▸ **Document text**
Keywords: HIV-1, latent reservoir, latency reversing agents, clonal expansion, HIV-1 cure strategies

Introduction

Human Immunodeficiency Virus-1 (HIV-1) remains a clinical burden after more than three decades following its discovery as the cause of acquired immunodeficiency syndrome (AIDS). Until the introduction of highly effective combined antiretroviral therapy (ART) in 1995, a positive HIV-1 diagnosis was generally accepted as a death sentence. Today, with more effective daily ART regimens available every year, HIV-1 has become a manageable condition during which people living with HIV-1 lead productive and otherwise healthy lives. It is apparent, however, that ART is not a cure and cannot completely clear the infection because any protracted interruption in the daily ART schedule will lead to rebound of viral replication and clinical symptoms. ART functions to inhibit viral replication of a new generation of target cells but it cannot eradicate a small but robust long-lived cellular reservoir of infected cells that have archived replication-competent viral DNA. The cellular latent reservoir is generated by the capacity of HIV-1 to integrate a DNA copy of its genome, reverse transcribed from two RNA genomic templates, into the genome of infected host cells. Reservoir persistence is maintained despite daily ART treatment and as a result, there remains no cure, full or functional, for HIV-1 infection.

This review provides a comprehensive overview of our current understanding of the HIV-1 viral latency and the latent reservoir with a focus on current cure strategies designed to prevent viral rebound and promote viral remission in patients undergoing therapy interruption. A brief examination on promising cure strategies will follow, concentrating on how the reservoir can be targeted, eradicated, or permanently suppressed.

▸ **Activity**
Decide whether each statement agrees with the HIV-1 text above, answering yes or no and quoting the words of the text that decide it. (a) Combined antiretroviral therapy was introduced in 1995. (b) ART can completely clear the infection. (c) The DNA copy of the genome that HIV-1 integrates is reverse transcribed from a single RNA template.

▸ **Raw data**
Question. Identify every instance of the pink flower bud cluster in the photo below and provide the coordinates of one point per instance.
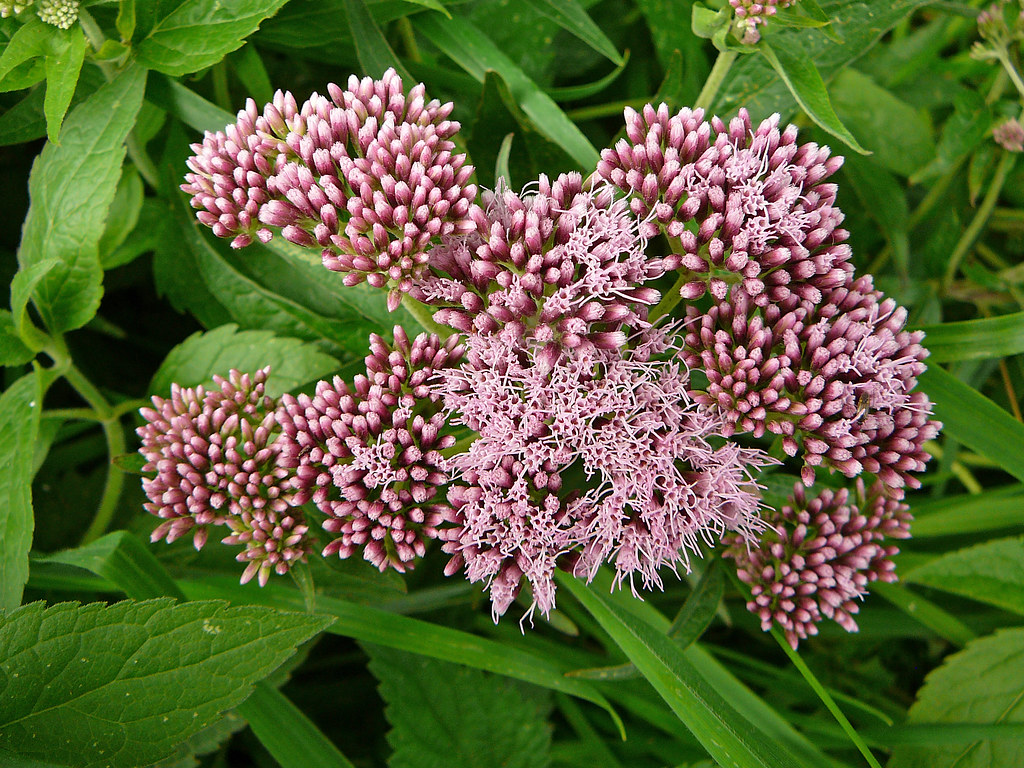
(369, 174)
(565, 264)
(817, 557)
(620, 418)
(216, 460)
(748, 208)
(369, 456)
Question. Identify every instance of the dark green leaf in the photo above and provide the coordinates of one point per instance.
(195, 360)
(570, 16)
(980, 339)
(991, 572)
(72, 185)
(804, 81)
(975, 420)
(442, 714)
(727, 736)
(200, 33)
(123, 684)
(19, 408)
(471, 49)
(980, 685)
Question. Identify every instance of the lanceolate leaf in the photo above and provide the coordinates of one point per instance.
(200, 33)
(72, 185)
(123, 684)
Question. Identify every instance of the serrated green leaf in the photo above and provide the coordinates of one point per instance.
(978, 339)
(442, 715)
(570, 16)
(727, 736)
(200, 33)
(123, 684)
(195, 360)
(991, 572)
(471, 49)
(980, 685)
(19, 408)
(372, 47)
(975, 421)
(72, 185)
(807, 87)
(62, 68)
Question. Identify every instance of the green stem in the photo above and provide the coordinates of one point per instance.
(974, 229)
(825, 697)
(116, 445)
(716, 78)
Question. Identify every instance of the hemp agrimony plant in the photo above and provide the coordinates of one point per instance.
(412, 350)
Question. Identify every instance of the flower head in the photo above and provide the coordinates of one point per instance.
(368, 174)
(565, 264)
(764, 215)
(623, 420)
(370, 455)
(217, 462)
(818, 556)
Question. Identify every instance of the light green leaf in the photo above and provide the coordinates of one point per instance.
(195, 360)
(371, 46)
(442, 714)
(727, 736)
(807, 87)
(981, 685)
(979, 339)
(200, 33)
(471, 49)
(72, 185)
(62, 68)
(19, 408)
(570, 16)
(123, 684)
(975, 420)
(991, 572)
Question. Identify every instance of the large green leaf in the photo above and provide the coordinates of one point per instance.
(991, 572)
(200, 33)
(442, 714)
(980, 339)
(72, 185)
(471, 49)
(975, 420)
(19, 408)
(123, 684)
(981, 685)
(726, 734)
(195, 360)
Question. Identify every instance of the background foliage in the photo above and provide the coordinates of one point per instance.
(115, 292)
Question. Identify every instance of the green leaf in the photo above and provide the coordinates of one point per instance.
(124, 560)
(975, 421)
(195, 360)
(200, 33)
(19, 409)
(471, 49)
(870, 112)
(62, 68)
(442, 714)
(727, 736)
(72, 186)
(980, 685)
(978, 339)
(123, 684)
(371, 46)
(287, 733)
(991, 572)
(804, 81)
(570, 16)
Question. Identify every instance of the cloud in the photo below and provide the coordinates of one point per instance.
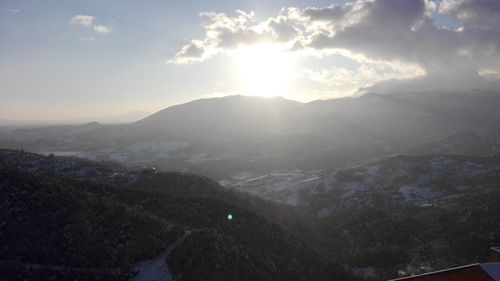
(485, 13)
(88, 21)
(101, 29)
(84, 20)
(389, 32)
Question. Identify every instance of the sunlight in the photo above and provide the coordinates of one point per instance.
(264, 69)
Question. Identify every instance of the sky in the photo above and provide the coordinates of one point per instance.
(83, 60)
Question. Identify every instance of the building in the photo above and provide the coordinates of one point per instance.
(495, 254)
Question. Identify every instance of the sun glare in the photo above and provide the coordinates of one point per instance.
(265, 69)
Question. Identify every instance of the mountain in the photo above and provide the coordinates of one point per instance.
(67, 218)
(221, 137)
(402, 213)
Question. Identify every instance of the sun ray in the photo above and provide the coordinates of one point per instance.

▸ **Response to this task**
(a) Yes: "Until the introduction of highly effective combined antiretroviral therapy (ART) in 1995"
(b) No: "ART is not a cure and cannot completely clear the infection"
(c) No: "reverse transcribed from two RNA genomic templates"